Tally the lines of the material that carry the word "ceramic". Give no more than the number.

**** Working data ****

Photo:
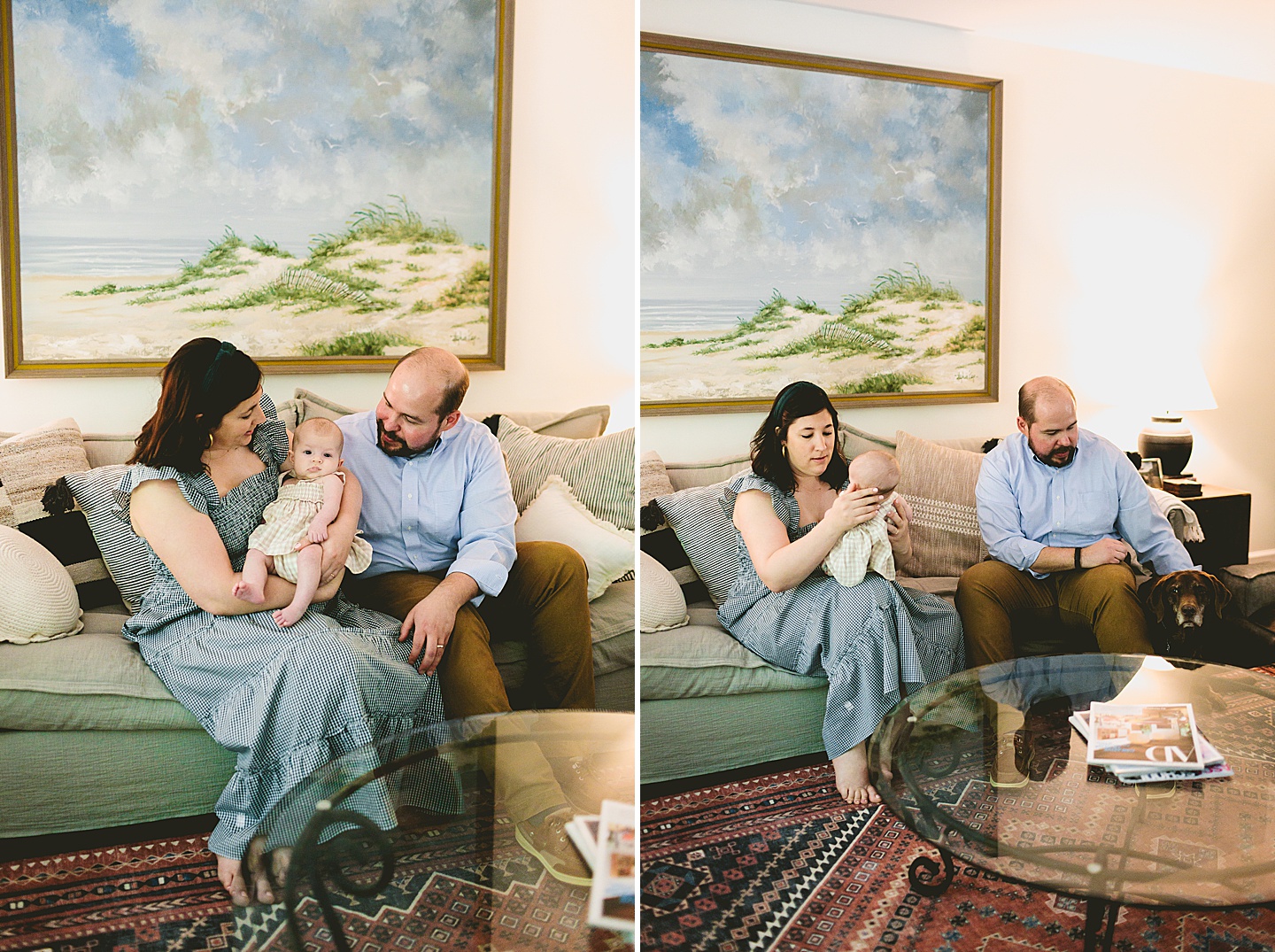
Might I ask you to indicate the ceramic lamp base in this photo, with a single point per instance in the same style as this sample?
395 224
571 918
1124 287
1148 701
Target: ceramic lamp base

****

Expected output: 2